> Requirement A: Translate this sentence from the article on the FDA's soda additive ban into Spanish: "Brominated vegetable oil, BVO, is a vegetable oil modified with the element bromine."
> Requirement B: Reproduce everything in the article on the FDA's soda additive ban from "On July 3, following" down to "on August 2.".

> Study text:

----------

Soda Additive Gets Banned By the FDA

Soda Additive Gets Banned By the FDA

( – Many prepared food products in the United States include additives to keep the items fresh, extend shelf life, or prevent separation. The US Food and Drug Administration (FDA) must approve them, and the manufacturers must follow the established safety limits with the amounts they add. Now, the agency has revoked its approval of one long-used additive for safety reasons after a series of studies showed it might cause adverse health effects.

Brominated vegetable oil, BVO, is a vegetable oil modified with the element bromine. The combination makes the BVO heavier than water and helps with emulsion. Soft drink and sports drink makers have used the additive since the 1920s to help prevent separation in some citrus drinks. However, the National Institutes of Health (NIH) recently conducted a 90-day dietary exposure study to determine whether concerns over toxicities raised in the past had any merit.

Scientists fed rats a steady diet of BVO. They discovered that regular consumption could lead to issues in the hypothalamic–pituitary–thyroid (HPT) axis, a complex neuroendocrine system responsible for a myriad of body functions, including reproduction, growth, and metabolism.

On July 3, following the release of the study’s findings, the FDA announced it was revoking the regulation allowing the use of bromine in food items, citing safety concerns and “the potential for adverse health effects in humans.” The ban goes into effect on August 2.

For the most part, most manufacturers that used BVO for emulsion purposes replaced the additive years ago. The FDA noted that “today, few beverages in the U.S. contain BVO.”

This instance wasn’t the first time the FDA has considered banning the additive. The subject of its safety has come up several times over the past seven decades. Studies in the 1960s and 70s showed that it might damage the heart. However, scientists revealed that they fed animal test subjects far more than the equivalent amount a human would consume. Nevertheless, the FDA removed BVO from the “Generally Recognized as Safe” list in the late 1960s and limited its addition to food products to 15 parts per million. Now, the agency is banning the additive altogether.

----------

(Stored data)

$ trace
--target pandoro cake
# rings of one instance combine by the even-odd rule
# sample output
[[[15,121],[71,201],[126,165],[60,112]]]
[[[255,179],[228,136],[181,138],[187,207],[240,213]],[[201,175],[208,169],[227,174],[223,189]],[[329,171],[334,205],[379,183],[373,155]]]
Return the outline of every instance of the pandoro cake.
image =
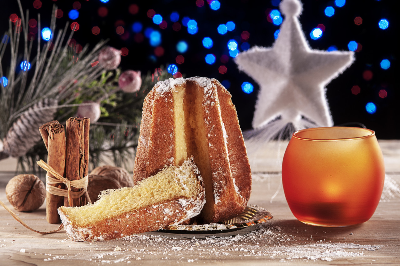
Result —
[[[143,104],[134,182],[193,156],[206,190],[197,222],[235,217],[250,197],[250,166],[231,98],[215,79],[180,78],[158,82]]]
[[[58,211],[70,238],[94,242],[178,224],[198,214],[205,202],[203,180],[191,159],[133,187],[104,191],[94,204]]]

----------

> Worked solution A: El aceite vegetal bromado, BVO, es un aceite vegetal modificado con el elemento bromo.

> Worked solution B:
On July 3, following the release of the study’s findings, the FDA announced it was revoking the regulation allowing the use of bromine in food items, citing safety concerns and “the potential for adverse health effects in humans.” The ban goes into effect on August 2.